Supplied passage
%%

Transcription of an VoxEU audio interview []

Romesh Vaitilingam: Welcome to Vox Talks, a series of audio interviews with leading economists from around the world. My name is Romesh Vaitilingam and today's interview is with Professor Amar Bhidé from Columbia University.

We met in London in November 2008 where we spoke about his recently published book, The Venturesome Economy: How Innovation Sustains Prosperity in a More Connected World. He began by explaining what he meant by the term the ‘venturesome economy’.

Amar Bhidé: I use the term ‘venturesome economy’ in contrast to simply a technologically focused economy. So, there is this train of thought in Western Europe and in the United States which says, all we need to do to prosper in a world where we are facing immense competition from China and India is to crank up our high-level scientific and technological capabilities.

And I say that's precisely the wrong thing to do in response to increased competition and particularly in response to the increased production of science and research coming out of China and India, because what's really important is the venturesomeness of innovators and users of innovations to take advantage of products and services that are derived from high-level science and engineering.

And that we should really be thinking about enhancing and protecting and nurturing our capacity to take advantage of high-level technology and science in an entrepreneurial venturesome sort of way rather than training more engineers, training more scientists, increasing our R&D budgets.

Romesh: So, that's your starting point is, really, to look at the fear of China and India, the fear that’s in the US now of falling behind?

Amar: Or and has been that in Europe for the longest time as well. In Europe, the concern has been more about falling behind the US and Japan. And the Lisbon agenda, which says that Europe must increase its R&D spending, is the initiatives to train more engineers, to start a European Institute of Technology. So, that's long been a train of thought in Europe and it's periodically flared up in the United States.

It flared up at the time of the Sputnik crisis. It flared up again when productivity slowed down and the Japanese were on the ascendance in the early '80s and here we are again. And it's a strain which is supposedly more progressive than protectionism. And I suppose it is more progressive than enlightened protectionism, but it's not necessarily sensible.

Romesh: And the proposed policy response is to invest more in R&D public spending and encourage more business R&D and very much have that R&D based at home, based in the US or based in Europe.

Amar: Yes, and what I say is that know-how is developed at very many levels, ranging from basic science to R&D, down to the know-how that's used by the user of a spreadsheet to use the spreadsheet effectively, or the know-how that's used in Wal-Mart to use IT effectively.

And all of these levels of know-how are important. And managerial and sales and marketing know-how is as important as technical know-how. And frequently you sort of have more of one than is usable by the other. And if indeed China and India are going to be producing more of the high-level stuff, that means the world is going to be awash in this high-level know-how. And then we should in fact be focusing more of our attention on to their level of know-how. So instead of training more engineers, maybe we should be training more managers to take advantage of the technology that is derived from this know-how.

%%

Given entries
%%

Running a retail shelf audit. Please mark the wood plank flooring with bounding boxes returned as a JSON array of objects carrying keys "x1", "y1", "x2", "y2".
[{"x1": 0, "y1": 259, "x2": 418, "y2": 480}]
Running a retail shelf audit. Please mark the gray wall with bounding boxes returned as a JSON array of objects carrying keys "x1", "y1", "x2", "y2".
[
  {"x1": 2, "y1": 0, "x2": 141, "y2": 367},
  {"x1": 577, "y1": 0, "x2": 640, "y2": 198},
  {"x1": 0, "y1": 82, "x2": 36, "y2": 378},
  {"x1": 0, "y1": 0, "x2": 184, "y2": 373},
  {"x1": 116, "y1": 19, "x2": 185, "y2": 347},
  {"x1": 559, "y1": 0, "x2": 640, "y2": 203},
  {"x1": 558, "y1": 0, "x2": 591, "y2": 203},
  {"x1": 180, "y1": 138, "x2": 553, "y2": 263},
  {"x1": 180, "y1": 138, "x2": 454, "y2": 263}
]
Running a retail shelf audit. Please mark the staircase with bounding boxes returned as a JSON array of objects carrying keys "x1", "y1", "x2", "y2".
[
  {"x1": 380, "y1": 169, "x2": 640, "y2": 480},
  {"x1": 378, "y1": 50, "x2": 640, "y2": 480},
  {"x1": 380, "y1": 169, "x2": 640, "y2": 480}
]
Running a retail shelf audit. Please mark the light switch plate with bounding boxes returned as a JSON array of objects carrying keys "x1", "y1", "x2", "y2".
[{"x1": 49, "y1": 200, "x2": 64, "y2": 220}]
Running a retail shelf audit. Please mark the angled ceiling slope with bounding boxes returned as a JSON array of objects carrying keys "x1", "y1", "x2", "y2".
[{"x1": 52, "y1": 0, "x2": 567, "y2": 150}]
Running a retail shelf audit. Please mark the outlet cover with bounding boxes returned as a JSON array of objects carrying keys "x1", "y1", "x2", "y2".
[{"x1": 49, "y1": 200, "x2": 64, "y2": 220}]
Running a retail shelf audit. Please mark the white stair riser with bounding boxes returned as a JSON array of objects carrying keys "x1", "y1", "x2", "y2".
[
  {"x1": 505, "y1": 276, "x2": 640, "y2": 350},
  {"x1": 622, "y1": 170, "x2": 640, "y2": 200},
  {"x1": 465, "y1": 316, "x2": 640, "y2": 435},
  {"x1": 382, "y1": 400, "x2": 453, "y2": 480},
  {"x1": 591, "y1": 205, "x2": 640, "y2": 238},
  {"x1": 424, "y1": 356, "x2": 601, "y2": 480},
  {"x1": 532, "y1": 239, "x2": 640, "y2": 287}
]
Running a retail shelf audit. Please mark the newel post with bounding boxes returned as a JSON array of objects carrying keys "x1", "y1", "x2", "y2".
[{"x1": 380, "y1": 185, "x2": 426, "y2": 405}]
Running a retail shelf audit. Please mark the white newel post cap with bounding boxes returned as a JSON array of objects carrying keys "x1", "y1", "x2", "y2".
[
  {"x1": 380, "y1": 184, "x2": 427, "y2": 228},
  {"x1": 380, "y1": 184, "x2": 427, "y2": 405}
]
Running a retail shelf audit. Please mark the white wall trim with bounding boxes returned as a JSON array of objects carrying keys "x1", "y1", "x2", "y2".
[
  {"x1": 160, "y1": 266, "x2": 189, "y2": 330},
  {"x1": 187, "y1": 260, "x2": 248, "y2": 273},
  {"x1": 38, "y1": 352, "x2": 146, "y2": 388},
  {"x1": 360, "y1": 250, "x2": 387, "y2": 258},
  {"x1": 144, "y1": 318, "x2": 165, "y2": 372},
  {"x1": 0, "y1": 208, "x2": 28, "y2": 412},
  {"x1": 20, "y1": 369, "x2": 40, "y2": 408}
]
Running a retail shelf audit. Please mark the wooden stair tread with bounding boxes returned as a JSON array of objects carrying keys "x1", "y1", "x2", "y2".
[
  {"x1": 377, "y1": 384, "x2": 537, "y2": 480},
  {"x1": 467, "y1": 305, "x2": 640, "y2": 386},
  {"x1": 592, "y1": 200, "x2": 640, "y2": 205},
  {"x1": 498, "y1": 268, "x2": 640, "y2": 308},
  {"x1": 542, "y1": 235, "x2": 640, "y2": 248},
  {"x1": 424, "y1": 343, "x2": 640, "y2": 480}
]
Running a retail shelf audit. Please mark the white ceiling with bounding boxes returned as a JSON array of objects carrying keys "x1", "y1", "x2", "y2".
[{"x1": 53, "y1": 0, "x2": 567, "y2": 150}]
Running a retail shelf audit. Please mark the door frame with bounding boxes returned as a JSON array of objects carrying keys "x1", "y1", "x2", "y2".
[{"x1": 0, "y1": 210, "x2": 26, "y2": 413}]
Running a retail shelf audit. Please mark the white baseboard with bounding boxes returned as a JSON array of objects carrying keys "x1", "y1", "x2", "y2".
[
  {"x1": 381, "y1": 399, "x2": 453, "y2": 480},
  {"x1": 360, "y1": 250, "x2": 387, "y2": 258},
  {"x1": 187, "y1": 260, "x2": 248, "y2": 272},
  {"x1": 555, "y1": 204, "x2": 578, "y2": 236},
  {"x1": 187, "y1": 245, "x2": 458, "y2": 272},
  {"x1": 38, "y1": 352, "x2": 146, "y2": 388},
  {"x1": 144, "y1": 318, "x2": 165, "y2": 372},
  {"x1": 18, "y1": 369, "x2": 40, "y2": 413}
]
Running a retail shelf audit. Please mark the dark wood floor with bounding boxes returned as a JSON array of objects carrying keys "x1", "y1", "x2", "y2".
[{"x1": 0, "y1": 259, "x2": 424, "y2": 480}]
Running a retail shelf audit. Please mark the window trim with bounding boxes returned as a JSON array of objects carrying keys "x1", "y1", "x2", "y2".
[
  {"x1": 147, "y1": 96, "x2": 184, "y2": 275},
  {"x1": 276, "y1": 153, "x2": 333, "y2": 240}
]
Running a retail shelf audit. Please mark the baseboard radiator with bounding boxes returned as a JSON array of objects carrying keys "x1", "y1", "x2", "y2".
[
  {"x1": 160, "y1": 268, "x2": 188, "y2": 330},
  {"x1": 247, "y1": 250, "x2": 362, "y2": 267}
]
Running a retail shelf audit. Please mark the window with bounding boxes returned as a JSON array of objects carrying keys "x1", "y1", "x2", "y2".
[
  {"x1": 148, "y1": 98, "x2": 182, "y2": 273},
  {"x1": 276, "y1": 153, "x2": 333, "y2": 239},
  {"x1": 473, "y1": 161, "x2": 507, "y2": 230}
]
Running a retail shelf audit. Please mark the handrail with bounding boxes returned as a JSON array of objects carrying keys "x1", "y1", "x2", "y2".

%%

Set exercise 1
In the interview on the venturesome economy, why does Bhidé suggest training more managers rather than more engineers? Answer in one to three sentences.
Set exercise 2
Resume the interview on the venturesome economy after its final sentence and carry it on from there.
The records come from a separate source and have no connection to the interview.

Output 1
If China and India produce more high-level science and technology, the world will be awash in that kind of know-how. Bhidé argues that attention should then shift to the other levels of know-how, such as managerial skill, so that the technology built on it can be put to use.

Output 2
Romesh: So, tell me how you have gone about reaching these conclusions? What was the research strategy that you've used to explore these issues?

Amar: Well, I stumbled into this, so I didn't mean to do any of this. I got interested in globalization around 2000. And by globalization I meant the integration of China and India to the world economy. That was the feature of globalization I was most interested in.

There was a lot of noise about outsourcing. I've spent most of my professional academic life studying entrepreneurs and entrepreneurship. And so I said, let me go look at what entrepreneurs and entrepreneurial firms are doing in this world of greater off-shoring and outsourcing. And I found they are doing very little. And then I broadened my inquiry to say what they are doing with respect to anything else connected to international trade, labor flows, capital flows and so forth.

And so I built up this story from the ground up. And I found that there was much less globalization than met the eye in this supposedly sort of cutting edge set of firms and indeed there was much less very high level of R&D than met the eye. And then I began to ask why and I got quite a different perspective on how innovation proceeds and how globalization is proceeding.

So, for instance, doing these interviews really brought home to me the importance of having venturesome consumers for new technologies because without them these venturesome producers of new technologies wouldn't get very far, and I mean that seems fairly obvious in retrospect now.

Romesh: Can you explain that idea little bit more? It's a nice term, the venturesome consumer. How does that work?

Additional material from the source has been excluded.